(Excerpts of location labeling data)
----
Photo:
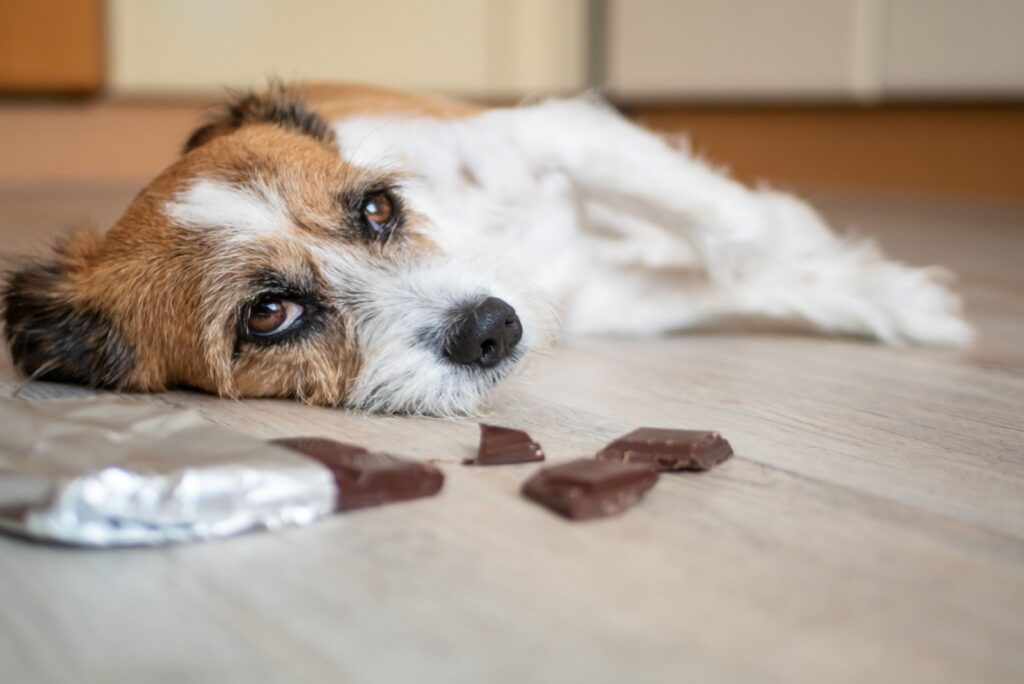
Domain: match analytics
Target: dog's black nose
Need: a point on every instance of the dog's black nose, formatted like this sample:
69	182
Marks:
483	334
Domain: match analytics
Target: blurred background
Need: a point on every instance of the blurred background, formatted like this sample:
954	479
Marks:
923	96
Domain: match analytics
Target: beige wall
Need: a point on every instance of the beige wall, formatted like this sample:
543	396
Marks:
670	49
482	47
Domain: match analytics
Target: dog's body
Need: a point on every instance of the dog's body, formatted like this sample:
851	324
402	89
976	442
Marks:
413	249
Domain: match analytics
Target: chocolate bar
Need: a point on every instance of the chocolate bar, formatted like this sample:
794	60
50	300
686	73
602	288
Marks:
669	450
588	488
501	445
368	478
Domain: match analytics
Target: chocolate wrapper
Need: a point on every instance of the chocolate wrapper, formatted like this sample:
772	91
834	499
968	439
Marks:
102	472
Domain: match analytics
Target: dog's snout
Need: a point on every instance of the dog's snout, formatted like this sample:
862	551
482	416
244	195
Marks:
484	333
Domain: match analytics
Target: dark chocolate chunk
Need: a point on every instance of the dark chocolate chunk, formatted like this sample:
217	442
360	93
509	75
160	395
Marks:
588	488
669	450
501	446
368	478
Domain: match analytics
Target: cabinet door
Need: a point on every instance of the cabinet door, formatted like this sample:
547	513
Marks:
50	46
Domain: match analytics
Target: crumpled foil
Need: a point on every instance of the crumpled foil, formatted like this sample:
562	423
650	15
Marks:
103	472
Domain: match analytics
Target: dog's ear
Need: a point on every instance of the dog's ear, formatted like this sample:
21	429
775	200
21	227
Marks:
280	104
52	332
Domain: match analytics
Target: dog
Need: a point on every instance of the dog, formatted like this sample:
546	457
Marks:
358	247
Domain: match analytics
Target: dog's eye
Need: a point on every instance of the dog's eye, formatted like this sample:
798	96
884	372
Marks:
272	315
378	210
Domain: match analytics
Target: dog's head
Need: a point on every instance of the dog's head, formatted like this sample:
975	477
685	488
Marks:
262	264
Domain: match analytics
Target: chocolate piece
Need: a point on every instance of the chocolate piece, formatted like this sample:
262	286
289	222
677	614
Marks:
501	446
368	478
669	450
588	488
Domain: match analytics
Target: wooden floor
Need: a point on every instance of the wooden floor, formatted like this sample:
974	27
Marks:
869	528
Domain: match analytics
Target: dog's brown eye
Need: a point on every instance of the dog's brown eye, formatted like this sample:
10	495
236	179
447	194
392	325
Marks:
378	210
269	316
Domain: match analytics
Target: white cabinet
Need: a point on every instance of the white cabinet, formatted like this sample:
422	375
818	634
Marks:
817	49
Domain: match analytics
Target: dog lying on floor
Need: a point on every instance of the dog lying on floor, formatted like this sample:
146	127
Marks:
358	247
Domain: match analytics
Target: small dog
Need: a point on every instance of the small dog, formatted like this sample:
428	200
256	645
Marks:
388	252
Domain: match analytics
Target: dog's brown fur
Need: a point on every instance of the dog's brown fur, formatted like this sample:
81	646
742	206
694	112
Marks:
148	306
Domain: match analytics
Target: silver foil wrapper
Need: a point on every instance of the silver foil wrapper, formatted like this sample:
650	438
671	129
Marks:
102	472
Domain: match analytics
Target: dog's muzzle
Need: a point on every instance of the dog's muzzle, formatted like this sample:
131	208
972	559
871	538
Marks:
483	334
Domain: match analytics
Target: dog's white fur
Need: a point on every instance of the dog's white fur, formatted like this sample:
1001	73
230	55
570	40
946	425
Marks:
628	234
564	206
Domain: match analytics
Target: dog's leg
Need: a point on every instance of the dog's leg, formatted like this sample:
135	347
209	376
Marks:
760	253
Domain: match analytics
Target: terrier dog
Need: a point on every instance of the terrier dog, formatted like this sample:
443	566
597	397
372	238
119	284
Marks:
388	252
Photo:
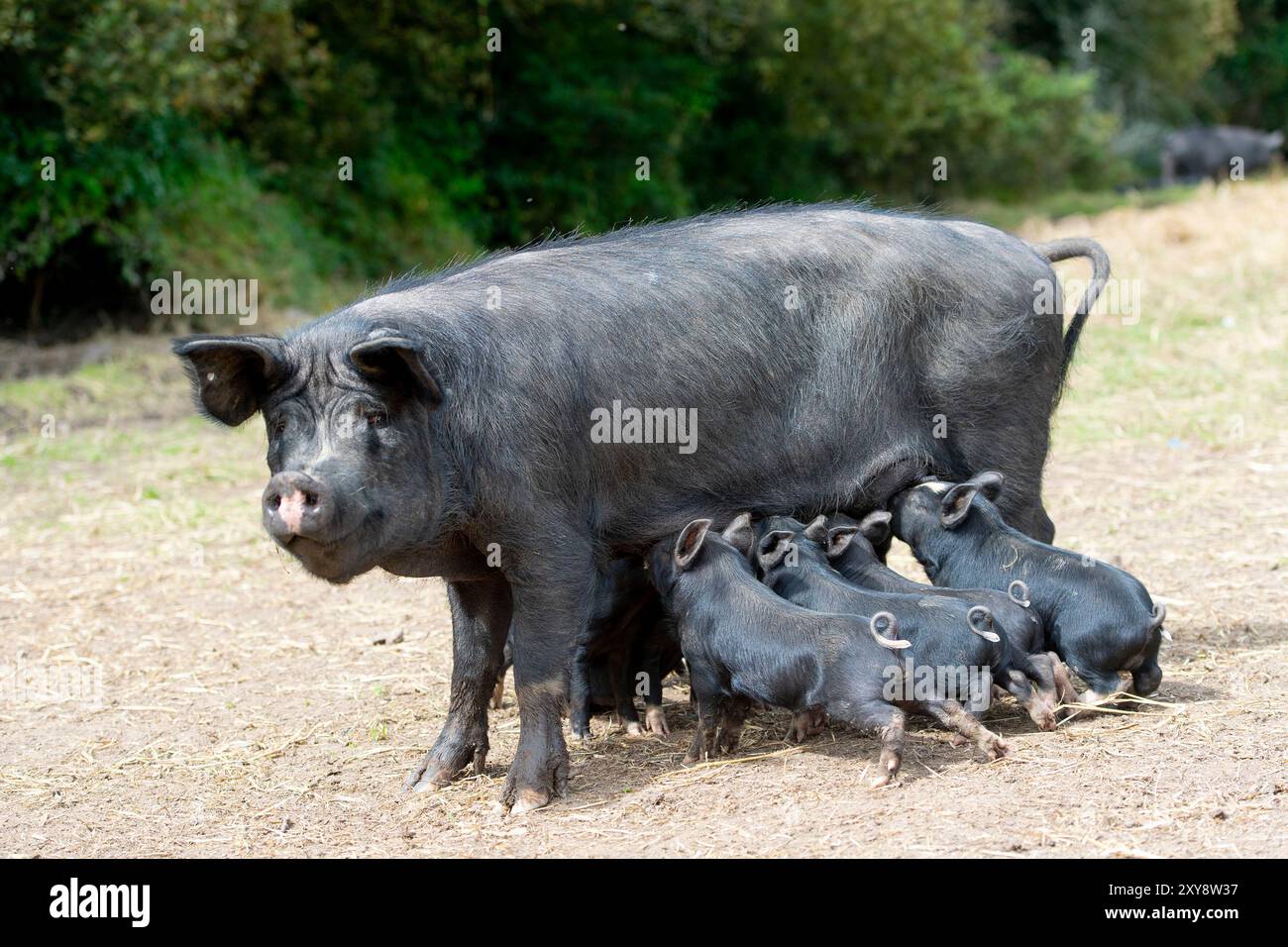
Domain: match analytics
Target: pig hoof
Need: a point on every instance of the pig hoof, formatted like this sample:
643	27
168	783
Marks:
527	800
657	722
436	774
888	768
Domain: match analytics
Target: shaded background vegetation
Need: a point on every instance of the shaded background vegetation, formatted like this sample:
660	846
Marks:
224	162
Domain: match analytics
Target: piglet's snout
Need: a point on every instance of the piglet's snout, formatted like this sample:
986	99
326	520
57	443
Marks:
296	504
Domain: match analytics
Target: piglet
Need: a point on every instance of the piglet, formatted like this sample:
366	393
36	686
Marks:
851	549
743	646
954	651
1099	618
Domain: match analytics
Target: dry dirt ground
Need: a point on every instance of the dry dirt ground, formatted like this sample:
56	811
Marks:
176	688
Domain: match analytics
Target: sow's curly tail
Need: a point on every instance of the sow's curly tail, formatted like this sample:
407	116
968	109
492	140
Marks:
1064	250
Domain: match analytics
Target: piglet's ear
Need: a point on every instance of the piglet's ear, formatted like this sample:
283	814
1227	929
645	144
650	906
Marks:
816	530
773	547
990	484
956	504
690	543
397	363
876	526
232	373
838	539
739	535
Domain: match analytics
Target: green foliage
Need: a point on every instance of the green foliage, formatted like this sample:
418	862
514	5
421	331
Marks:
220	158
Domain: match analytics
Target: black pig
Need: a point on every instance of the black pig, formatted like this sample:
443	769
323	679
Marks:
745	646
1098	618
947	633
454	424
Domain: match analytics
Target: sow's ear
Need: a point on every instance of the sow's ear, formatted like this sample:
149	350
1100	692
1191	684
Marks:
397	363
739	535
838	539
690	543
232	373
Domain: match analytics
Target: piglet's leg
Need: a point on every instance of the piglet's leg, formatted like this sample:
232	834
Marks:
889	722
952	714
1064	688
704	693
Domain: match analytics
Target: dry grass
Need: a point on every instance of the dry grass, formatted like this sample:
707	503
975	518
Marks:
245	709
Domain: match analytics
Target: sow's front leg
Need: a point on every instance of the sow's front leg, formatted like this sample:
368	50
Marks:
481	618
552	613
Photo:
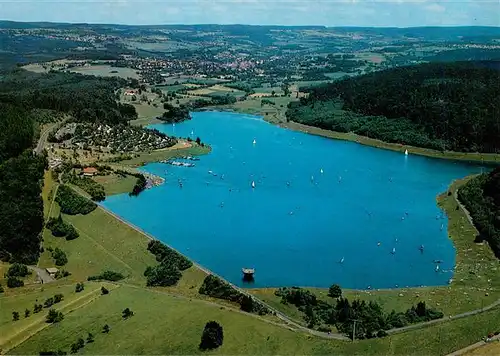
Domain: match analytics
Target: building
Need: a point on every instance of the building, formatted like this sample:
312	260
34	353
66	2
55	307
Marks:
51	271
89	171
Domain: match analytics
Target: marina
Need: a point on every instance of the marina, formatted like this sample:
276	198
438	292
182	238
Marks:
278	205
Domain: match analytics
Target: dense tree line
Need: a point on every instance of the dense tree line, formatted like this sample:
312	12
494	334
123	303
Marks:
481	197
168	272
21	207
72	203
445	106
371	320
215	287
86	98
174	114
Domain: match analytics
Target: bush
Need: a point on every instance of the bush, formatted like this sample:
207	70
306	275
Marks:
335	291
165	274
59	257
212	336
107	276
76	346
60	228
72	203
163	252
54	316
62	273
127	313
58	298
18	270
14	282
79	287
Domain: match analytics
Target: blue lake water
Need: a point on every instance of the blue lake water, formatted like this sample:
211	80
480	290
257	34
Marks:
366	203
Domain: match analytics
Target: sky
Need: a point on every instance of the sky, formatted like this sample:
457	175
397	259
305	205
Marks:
395	13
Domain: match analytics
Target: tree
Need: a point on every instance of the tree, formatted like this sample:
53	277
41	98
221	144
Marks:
127	313
37	308
212	336
247	303
54	316
14	282
79	287
90	338
18	270
335	291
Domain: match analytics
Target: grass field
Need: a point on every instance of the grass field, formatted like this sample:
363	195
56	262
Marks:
107	71
164	324
116	184
13	333
476	279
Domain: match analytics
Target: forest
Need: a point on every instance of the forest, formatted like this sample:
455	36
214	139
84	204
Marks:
442	106
481	197
86	98
28	100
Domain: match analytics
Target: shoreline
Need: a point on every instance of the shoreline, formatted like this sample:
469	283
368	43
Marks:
483	158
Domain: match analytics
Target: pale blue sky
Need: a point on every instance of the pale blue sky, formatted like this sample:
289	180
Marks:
399	13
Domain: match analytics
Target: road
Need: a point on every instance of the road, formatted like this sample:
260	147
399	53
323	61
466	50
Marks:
290	322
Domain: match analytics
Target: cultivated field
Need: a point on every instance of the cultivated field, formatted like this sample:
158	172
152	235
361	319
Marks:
107	71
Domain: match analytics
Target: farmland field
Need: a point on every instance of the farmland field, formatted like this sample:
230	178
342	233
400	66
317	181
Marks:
106	71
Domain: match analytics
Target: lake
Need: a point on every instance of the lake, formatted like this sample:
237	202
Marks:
322	211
----
(REQUIRED TASK) How many lines of the items above contain the string "green"? Case counts; give only the number.

(ANSWER TO THE PROBLEM) 2